[SHORT PROBLEM] Output the data that follows exactly, line for line.

[MATERIAL]
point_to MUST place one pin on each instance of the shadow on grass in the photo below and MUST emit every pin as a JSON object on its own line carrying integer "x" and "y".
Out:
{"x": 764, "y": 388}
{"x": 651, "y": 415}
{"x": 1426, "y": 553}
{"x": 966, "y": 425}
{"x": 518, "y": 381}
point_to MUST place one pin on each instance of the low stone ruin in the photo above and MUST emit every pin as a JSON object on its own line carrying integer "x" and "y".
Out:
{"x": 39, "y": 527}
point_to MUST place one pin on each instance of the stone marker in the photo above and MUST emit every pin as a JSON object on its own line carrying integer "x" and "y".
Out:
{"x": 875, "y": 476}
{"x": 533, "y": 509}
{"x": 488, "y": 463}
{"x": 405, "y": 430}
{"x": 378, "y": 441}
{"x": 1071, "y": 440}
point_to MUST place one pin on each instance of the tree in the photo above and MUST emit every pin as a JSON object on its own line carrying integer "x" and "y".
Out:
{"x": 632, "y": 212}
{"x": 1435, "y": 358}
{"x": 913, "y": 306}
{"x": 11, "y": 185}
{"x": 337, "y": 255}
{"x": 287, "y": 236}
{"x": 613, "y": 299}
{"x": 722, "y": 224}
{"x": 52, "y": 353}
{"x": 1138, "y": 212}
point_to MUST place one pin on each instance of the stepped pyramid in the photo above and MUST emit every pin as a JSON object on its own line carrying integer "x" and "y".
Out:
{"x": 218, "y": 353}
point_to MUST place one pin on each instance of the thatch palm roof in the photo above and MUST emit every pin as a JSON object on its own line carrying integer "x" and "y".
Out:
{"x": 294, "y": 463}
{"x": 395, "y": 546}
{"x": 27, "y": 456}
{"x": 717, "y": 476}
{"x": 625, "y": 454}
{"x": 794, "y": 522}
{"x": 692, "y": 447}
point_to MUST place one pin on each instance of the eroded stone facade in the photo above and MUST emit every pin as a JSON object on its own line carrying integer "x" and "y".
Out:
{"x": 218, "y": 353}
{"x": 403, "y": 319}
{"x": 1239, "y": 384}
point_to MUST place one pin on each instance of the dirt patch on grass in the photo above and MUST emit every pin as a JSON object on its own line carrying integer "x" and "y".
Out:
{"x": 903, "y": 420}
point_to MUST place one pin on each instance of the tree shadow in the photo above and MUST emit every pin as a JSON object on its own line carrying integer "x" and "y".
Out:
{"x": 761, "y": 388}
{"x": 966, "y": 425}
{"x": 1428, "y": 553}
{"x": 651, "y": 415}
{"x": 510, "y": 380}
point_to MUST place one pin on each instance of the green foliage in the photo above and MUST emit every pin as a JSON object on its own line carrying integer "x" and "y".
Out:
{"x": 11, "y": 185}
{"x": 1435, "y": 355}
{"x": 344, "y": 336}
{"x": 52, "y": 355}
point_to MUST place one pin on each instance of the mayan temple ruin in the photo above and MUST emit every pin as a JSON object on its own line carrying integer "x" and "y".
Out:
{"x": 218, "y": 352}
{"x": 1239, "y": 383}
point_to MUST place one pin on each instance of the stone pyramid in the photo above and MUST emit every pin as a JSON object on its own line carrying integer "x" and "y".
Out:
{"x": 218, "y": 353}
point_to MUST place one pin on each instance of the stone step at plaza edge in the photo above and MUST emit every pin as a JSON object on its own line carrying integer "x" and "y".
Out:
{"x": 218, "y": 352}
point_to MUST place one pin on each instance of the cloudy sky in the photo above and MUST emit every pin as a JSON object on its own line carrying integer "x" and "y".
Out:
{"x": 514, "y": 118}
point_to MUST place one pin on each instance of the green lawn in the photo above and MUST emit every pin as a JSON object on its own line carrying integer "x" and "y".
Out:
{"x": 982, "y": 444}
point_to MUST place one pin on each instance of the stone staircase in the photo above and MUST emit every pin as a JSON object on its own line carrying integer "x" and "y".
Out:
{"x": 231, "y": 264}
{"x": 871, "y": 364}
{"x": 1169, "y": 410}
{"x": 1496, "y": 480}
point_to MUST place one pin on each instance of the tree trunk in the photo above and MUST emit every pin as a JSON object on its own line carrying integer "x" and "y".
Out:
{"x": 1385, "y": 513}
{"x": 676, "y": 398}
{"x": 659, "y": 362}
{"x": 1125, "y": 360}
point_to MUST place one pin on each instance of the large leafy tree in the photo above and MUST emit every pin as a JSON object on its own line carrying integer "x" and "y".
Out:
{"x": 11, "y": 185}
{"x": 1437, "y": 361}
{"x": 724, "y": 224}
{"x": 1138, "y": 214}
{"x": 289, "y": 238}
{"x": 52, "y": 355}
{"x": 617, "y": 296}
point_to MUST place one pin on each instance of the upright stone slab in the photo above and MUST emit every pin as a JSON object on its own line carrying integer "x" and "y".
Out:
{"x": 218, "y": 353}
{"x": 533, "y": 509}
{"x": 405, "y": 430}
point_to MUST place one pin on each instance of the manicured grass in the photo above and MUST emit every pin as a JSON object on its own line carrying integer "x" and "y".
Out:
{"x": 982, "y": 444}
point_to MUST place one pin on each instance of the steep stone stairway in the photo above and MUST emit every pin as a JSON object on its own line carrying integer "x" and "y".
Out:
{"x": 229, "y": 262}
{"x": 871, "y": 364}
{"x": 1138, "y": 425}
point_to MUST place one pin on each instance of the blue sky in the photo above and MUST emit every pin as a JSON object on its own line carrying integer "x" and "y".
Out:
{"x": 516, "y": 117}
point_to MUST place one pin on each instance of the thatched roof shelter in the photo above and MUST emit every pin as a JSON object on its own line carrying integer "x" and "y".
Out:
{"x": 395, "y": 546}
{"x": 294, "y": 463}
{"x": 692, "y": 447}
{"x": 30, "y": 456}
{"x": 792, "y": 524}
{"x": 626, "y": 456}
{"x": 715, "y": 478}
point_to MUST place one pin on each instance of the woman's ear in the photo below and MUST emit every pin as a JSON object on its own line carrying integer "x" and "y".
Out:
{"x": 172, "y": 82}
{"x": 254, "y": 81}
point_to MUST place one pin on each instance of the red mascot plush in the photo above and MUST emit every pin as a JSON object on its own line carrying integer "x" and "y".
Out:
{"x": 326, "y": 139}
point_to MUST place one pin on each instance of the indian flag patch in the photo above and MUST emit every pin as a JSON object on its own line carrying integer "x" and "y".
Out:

[TASK OUTPUT]
point_to MUST place one pin on each instance of the shadow on grass in the photo below and MUST emit every pin as a JSON object on its own line carrying integer "x" and "y".
Out:
{"x": 764, "y": 388}
{"x": 651, "y": 415}
{"x": 1426, "y": 553}
{"x": 966, "y": 425}
{"x": 518, "y": 381}
point_to MUST place one pin on each instance of the low stone ruin in the photo above and MUST emit every pin as a JSON object on its own line carrying integer "x" and "y".
Out:
{"x": 39, "y": 527}
point_to MUST place one pin on each instance of the stone marker in the photo above and MUST emit every pin as a JSON object on its own line carrying integer "x" and "y".
Out:
{"x": 875, "y": 476}
{"x": 533, "y": 509}
{"x": 488, "y": 463}
{"x": 405, "y": 430}
{"x": 378, "y": 441}
{"x": 1071, "y": 440}
point_to MUST place one pin on each instance of the tree in the photo above and MUST emit every pin as a JSON object on its own line carrying integer "x" and "y".
Out:
{"x": 632, "y": 212}
{"x": 1435, "y": 358}
{"x": 913, "y": 306}
{"x": 11, "y": 185}
{"x": 337, "y": 255}
{"x": 287, "y": 236}
{"x": 613, "y": 299}
{"x": 722, "y": 224}
{"x": 52, "y": 353}
{"x": 1138, "y": 212}
point_to MUST place one pin on each instance of the stepped pyramid in the photo above and MUST emit every pin as a JSON object on its own line carrying integer "x" and "y".
Out:
{"x": 218, "y": 353}
point_to MUST place one pin on each instance of the thatch palm roof in the photo above and MUST emit every pin as a JSON object on its own line carrying integer "x" and "y".
Out:
{"x": 294, "y": 463}
{"x": 395, "y": 546}
{"x": 27, "y": 456}
{"x": 717, "y": 476}
{"x": 625, "y": 454}
{"x": 794, "y": 522}
{"x": 692, "y": 447}
point_to MUST place one pin on each instance of the eroded stone facade in the photo above and MUST emit every pin as a JSON object on its own line carrying integer "x" and "y".
Out:
{"x": 218, "y": 353}
{"x": 403, "y": 319}
{"x": 1239, "y": 384}
point_to MUST place one pin on each instance of the dirt patch on grass in the photo above and MUST emit every pin as a JSON object on its own line carrying integer "x" and "y".
Out:
{"x": 903, "y": 420}
point_to MUST place one pin on each instance of the tree shadow in the photo above and MUST emit every pin as a JSON object on its own line carrying integer "x" and "y".
Out:
{"x": 761, "y": 388}
{"x": 966, "y": 425}
{"x": 1428, "y": 553}
{"x": 651, "y": 415}
{"x": 510, "y": 380}
point_to MUST place one pin on each instance of the green foliage in the photo above and MUST emit every pin as a JSON object on its own line carrying integer "x" and "y".
Out:
{"x": 11, "y": 185}
{"x": 1435, "y": 355}
{"x": 344, "y": 336}
{"x": 52, "y": 355}
point_to MUST place one pin on each instance of the mayan temple ruin in the photo above and MUST emit every pin as a JSON object on its own line carrying integer "x" and "y".
Out:
{"x": 218, "y": 352}
{"x": 1239, "y": 383}
point_to MUST place one pin on each instance of the stone pyramid in the photo above and MUST emit every pin as a JSON object on its own line carrying integer "x" and "y".
Out:
{"x": 218, "y": 353}
point_to MUST place one pin on each instance of the stone step at plaza edge in the photo above and MUST emit every pin as a JSON object on its own line carrying integer "x" and "y".
Out:
{"x": 218, "y": 352}
point_to MUST place one pin on each instance of the cloudy sky in the photo above and MUST emit every pin as a JSON object on its own line carrying integer "x" and "y".
Out:
{"x": 514, "y": 118}
point_to MUST place one pin on each instance of the green lawn in the photo above and MUST emit every pin as a JSON object on its own line carrying integer "x" and "y".
Out:
{"x": 982, "y": 444}
point_to MUST place one pin on each instance of the stone staircase in the photo above and MUST emit every pin as a JSON object on its own line carrying integer "x" and "y".
Out:
{"x": 231, "y": 264}
{"x": 871, "y": 364}
{"x": 1169, "y": 410}
{"x": 1496, "y": 480}
point_to MUST place one pin on each instance of the tree trunk in the photo above and MUST emit every pin as a JSON object on its own line carrying integer "x" and "y".
Out:
{"x": 1385, "y": 513}
{"x": 676, "y": 398}
{"x": 659, "y": 362}
{"x": 1125, "y": 360}
point_to MUST place one pin on each instance of the large leafy tree in the photo above and MUST emit every pin as a JSON object on its own line carrying integer "x" and "y".
Out:
{"x": 11, "y": 185}
{"x": 1437, "y": 361}
{"x": 724, "y": 224}
{"x": 1138, "y": 214}
{"x": 289, "y": 238}
{"x": 52, "y": 355}
{"x": 617, "y": 296}
point_to MUST place one pin on each instance of the upright stone slab in the photo above and MUST emit every pin as a JSON object on its own line carrying integer "x" and "y".
Out:
{"x": 218, "y": 353}
{"x": 533, "y": 509}
{"x": 405, "y": 430}
point_to MUST place one pin on each instance of the manicured grass in the photo above and MUST emit every pin as a JSON object on its own line carrying integer "x" and "y".
Out:
{"x": 982, "y": 444}
point_to MUST place one pin on each instance of the steep stone stairway in the photo above and MUST emit every pin as a JSON object on its own line carrying integer "x" and "y".
Out:
{"x": 229, "y": 262}
{"x": 871, "y": 364}
{"x": 1138, "y": 425}
point_to MUST place one pin on each instance of the blue sky in the photo above and MUST emit every pin as a JSON object on its own line carrying integer "x" and "y".
Out:
{"x": 516, "y": 117}
point_to MUST place one pin on each instance of the thatched roof shelter in the photo above and MUST emit every pin as a JSON object on its own line carrying integer "x" and "y".
Out:
{"x": 395, "y": 546}
{"x": 294, "y": 463}
{"x": 692, "y": 447}
{"x": 30, "y": 456}
{"x": 792, "y": 524}
{"x": 626, "y": 456}
{"x": 715, "y": 478}
point_to MUST place one pin on each instance of the woman's ear in the photo below and MUST emit every pin as a JSON object on its own line carrying integer "x" and "y".
Out:
{"x": 172, "y": 82}
{"x": 254, "y": 81}
point_to MUST place one pin on each instance of the red mascot plush in the photo above and MUST emit every pin as a JSON object on its own line carrying integer "x" and "y".
Out:
{"x": 326, "y": 139}
point_to MUST place one pin on each instance of the indian flag patch in the photo above and MUST emit every pin as a JSON object on its own line carrying integer "x" and "y".
Out:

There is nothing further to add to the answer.